What you will do: Please show all lines of the records that include "below".

Data shown:
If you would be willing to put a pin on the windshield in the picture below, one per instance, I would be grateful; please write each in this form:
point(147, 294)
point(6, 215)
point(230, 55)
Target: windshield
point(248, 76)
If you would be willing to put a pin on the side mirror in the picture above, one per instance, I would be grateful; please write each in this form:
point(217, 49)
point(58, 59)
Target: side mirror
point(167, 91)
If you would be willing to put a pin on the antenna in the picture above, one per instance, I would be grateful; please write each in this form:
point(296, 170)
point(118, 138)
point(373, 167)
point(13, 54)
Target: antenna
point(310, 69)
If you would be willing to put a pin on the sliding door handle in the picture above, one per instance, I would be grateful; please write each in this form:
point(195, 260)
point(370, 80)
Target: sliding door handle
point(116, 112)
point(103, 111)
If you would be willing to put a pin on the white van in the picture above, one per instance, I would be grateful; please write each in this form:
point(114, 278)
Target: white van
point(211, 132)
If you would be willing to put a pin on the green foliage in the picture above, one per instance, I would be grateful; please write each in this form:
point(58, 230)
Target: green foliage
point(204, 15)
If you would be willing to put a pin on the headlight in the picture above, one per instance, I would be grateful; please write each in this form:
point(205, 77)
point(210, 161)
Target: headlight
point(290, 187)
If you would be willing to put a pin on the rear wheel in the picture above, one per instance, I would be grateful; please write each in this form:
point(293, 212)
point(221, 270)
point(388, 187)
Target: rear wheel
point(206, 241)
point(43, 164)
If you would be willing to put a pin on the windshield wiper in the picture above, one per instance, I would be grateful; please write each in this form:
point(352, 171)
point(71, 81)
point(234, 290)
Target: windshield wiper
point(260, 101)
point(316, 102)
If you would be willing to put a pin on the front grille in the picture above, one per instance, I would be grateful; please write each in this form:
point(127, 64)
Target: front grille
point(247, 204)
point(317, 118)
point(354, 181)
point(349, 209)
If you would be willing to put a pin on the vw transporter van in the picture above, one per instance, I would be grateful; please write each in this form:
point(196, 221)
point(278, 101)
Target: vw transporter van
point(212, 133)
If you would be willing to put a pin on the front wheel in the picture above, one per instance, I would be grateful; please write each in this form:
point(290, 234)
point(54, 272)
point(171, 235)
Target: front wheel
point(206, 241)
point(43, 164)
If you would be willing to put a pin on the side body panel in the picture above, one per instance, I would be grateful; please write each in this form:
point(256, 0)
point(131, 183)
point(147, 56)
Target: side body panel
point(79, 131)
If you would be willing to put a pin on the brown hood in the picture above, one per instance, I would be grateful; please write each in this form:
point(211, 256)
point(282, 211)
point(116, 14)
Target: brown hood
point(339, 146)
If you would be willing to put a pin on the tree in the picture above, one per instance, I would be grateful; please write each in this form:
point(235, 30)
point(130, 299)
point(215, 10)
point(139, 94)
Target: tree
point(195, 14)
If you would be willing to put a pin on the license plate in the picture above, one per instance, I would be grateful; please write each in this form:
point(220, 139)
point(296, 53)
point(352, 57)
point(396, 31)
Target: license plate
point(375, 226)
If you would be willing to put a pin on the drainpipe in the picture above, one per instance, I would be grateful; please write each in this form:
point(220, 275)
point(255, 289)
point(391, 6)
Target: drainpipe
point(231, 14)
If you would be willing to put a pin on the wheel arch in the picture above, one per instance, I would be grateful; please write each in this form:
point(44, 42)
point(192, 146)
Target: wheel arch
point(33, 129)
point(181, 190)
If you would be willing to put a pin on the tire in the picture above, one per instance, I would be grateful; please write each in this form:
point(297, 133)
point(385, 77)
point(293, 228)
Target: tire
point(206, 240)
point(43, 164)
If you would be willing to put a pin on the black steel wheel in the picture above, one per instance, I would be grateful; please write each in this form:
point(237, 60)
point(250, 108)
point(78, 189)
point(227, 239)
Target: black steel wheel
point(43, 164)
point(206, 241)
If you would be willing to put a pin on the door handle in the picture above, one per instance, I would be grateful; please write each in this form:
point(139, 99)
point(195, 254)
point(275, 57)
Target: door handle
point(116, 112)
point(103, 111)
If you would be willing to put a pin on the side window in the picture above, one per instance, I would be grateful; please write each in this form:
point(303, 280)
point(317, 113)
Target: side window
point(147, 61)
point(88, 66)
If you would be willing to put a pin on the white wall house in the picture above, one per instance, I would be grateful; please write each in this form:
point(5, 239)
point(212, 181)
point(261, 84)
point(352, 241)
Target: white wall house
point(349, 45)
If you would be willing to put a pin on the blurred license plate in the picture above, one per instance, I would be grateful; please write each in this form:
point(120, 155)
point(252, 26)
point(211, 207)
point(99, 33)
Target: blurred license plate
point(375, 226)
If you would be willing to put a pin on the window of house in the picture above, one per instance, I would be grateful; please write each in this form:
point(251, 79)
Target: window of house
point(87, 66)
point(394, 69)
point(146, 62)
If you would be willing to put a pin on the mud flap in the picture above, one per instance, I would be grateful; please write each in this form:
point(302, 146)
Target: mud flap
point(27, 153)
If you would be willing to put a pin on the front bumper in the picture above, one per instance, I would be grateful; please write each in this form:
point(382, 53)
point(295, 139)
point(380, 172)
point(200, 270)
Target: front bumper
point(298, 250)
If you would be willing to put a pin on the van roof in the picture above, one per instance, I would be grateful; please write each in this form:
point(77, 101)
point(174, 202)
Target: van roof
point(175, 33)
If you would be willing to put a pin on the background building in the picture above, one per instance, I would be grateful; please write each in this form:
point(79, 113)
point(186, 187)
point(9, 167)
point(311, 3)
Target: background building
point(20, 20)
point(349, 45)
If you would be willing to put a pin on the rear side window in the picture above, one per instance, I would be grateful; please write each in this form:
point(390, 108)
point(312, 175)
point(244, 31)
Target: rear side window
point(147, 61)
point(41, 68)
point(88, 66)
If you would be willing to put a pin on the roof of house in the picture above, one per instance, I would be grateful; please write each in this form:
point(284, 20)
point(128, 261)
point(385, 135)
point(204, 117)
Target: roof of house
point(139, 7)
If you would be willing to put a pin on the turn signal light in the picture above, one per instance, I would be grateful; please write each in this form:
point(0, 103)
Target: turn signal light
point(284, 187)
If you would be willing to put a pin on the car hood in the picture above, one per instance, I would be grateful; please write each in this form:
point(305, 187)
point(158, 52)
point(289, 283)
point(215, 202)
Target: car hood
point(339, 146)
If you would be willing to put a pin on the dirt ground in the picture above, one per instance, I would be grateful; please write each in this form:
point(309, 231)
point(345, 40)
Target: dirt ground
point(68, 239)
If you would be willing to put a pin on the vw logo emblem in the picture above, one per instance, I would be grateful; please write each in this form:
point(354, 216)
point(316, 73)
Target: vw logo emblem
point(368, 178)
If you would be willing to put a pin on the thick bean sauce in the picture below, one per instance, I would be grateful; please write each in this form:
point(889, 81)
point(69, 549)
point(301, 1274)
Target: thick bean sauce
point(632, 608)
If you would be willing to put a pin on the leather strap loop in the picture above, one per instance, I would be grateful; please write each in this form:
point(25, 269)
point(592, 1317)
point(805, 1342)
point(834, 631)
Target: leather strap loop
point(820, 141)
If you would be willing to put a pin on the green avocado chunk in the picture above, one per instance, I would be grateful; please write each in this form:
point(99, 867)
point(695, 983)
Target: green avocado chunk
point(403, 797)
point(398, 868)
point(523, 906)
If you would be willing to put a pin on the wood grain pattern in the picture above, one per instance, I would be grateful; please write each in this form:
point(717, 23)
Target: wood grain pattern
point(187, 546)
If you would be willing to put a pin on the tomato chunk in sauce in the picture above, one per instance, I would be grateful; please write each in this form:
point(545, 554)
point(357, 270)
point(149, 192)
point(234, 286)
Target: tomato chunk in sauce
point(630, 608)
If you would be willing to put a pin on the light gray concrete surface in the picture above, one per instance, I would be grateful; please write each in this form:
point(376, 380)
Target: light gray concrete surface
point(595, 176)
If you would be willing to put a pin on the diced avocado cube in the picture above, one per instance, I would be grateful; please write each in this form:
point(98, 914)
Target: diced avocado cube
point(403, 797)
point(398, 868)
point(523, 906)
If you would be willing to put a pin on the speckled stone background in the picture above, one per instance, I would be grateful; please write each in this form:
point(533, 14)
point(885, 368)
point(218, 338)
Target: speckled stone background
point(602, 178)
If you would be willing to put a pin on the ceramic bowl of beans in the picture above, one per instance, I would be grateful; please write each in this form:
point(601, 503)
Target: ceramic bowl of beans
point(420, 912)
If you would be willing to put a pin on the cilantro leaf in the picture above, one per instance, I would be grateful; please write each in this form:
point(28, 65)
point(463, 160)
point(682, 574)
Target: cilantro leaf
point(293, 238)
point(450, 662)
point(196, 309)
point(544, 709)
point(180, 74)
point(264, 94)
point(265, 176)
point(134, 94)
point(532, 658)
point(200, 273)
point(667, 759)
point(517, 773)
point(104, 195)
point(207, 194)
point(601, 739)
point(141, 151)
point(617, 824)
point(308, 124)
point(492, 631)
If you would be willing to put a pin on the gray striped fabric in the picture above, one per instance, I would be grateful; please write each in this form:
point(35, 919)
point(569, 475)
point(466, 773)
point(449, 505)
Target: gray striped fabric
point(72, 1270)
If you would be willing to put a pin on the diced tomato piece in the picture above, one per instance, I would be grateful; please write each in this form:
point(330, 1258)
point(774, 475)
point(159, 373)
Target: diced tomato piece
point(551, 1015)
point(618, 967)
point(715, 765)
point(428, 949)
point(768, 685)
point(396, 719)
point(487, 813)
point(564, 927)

Result:
If you would be willing to put a pin on the windshield in the picture below, one per instance, I would be grateful; please write each in this form:
If you would be willing to put a pin on the thick bean sauce in the picture below, one per instance, I would be grateful; please write each in this form:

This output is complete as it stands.